PROBLEM STATEMENT:
Quote the entries below from the line with "(format x=1084, y=423)" through the line with "(format x=632, y=899)", both ends included, and only those lines.

EXERCISE DATA:
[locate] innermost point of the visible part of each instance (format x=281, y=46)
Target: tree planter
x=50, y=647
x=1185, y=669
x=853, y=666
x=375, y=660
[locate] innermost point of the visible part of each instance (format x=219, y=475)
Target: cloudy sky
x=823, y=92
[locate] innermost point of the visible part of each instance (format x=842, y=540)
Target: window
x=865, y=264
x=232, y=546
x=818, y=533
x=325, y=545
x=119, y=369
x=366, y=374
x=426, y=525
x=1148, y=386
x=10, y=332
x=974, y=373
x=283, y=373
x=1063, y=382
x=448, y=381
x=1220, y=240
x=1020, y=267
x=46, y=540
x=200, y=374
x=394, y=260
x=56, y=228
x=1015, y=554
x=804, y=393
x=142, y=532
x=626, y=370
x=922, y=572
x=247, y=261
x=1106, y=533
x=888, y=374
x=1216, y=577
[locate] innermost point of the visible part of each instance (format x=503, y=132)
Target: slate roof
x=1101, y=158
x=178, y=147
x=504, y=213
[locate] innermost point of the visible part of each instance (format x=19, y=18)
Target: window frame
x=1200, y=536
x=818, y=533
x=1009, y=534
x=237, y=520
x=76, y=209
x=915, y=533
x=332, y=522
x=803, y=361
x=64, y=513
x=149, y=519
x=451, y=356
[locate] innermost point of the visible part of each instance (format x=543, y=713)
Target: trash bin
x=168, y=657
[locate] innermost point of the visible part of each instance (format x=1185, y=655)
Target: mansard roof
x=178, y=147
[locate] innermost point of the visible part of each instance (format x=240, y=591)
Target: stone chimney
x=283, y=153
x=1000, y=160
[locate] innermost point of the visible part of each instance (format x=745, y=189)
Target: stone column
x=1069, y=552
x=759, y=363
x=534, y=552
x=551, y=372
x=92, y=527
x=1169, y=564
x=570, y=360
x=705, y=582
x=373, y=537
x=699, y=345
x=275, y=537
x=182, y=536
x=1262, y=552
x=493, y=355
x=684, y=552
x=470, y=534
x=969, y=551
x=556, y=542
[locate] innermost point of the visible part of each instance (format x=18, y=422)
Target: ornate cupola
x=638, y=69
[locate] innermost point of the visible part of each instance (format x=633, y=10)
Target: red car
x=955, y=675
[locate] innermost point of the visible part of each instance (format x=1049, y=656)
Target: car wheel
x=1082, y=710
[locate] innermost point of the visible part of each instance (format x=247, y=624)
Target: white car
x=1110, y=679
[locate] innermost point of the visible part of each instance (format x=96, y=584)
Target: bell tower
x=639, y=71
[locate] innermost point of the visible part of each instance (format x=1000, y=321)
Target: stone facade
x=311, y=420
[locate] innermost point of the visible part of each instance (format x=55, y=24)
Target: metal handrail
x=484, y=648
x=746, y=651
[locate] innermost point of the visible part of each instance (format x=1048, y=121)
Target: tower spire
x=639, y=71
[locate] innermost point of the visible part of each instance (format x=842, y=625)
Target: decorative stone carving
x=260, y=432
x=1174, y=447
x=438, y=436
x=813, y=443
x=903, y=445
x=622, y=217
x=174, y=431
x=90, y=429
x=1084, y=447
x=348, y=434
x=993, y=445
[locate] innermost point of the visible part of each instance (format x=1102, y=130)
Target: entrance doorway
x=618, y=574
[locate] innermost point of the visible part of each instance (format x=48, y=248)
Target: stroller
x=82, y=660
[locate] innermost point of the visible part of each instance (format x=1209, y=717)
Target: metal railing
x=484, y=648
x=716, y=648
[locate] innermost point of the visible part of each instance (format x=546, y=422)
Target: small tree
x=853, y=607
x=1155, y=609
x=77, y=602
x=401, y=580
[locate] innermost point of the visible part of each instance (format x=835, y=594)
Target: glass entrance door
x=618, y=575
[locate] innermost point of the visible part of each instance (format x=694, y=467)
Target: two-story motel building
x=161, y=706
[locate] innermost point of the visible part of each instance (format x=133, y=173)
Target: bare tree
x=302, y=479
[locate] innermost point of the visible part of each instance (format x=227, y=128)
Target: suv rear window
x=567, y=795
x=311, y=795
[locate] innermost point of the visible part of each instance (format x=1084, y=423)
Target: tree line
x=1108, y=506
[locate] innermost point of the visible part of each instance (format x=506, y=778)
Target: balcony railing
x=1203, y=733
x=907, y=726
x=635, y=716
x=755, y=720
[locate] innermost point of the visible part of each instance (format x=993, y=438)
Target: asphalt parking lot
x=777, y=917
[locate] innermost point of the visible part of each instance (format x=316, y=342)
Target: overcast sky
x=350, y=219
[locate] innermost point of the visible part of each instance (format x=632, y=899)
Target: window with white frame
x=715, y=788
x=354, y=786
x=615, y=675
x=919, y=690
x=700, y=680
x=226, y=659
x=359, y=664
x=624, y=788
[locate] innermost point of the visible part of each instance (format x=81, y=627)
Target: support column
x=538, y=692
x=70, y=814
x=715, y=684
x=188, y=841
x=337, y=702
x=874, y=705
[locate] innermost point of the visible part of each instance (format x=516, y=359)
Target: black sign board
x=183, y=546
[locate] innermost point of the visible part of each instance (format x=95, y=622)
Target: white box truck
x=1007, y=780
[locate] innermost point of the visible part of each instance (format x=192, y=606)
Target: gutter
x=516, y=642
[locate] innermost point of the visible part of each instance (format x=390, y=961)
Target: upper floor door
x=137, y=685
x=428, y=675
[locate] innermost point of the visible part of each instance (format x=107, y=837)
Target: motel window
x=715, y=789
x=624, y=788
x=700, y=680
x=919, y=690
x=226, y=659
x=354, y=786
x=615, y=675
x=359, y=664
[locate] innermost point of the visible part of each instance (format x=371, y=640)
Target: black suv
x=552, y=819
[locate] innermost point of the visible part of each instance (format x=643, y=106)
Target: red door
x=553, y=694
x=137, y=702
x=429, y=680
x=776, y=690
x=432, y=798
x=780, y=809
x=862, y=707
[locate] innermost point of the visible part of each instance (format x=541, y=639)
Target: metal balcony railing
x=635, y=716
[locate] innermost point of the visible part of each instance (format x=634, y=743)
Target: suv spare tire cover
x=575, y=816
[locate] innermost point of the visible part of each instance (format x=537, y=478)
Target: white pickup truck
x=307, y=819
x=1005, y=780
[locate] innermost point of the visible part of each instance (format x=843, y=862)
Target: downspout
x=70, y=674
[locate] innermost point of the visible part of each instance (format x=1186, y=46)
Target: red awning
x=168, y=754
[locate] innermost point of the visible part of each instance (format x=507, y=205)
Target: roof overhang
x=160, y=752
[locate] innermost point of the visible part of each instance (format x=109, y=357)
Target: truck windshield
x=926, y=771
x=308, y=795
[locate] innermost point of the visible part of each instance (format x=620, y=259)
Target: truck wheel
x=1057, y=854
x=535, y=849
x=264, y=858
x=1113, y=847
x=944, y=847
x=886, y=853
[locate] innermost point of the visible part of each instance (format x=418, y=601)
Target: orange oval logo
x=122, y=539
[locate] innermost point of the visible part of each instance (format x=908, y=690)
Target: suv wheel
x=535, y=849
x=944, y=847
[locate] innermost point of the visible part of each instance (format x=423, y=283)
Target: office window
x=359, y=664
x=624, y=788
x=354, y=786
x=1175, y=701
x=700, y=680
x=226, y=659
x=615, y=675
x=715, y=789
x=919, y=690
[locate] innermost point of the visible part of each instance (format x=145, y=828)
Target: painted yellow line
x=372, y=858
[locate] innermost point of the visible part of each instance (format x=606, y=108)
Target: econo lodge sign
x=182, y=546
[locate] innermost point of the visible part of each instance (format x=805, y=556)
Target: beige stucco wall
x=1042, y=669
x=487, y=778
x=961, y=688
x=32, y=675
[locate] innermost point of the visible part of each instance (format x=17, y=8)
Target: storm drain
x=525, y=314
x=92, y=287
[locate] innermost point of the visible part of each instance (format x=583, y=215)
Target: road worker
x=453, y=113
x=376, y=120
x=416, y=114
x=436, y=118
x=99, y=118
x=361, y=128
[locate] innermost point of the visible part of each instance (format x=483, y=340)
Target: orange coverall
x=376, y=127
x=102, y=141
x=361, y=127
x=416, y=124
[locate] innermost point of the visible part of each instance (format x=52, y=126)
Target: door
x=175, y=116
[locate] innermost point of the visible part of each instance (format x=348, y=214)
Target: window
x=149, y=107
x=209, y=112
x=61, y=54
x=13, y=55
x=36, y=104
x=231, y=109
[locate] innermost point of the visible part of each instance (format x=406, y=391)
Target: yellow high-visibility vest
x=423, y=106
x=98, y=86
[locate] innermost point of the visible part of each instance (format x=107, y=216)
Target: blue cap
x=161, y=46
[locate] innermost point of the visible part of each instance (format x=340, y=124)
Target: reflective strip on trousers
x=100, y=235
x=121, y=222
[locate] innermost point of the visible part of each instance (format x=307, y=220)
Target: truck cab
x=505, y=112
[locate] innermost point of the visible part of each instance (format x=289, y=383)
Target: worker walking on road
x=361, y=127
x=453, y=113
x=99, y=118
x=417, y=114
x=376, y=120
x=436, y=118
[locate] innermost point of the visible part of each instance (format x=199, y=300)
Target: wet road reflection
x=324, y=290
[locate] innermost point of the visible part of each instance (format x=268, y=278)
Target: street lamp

SOLUTION FOR THIS TASK:
[locate] innermost point of the visible part of each instance (format x=1084, y=423)
Target: tree line
x=1108, y=506
[locate] innermost point of the visible part of each instance (format x=506, y=778)
Target: balcony railing
x=1203, y=733
x=907, y=726
x=635, y=716
x=755, y=720
[locate] innermost point of the visible part of each instance (format x=993, y=438)
Target: asphalt parking lot
x=777, y=917
[locate] innermost point of the visible part of each instance (format x=316, y=342)
Target: overcast sky
x=350, y=219
[locate] innermost point of the visible part of each instance (format x=632, y=899)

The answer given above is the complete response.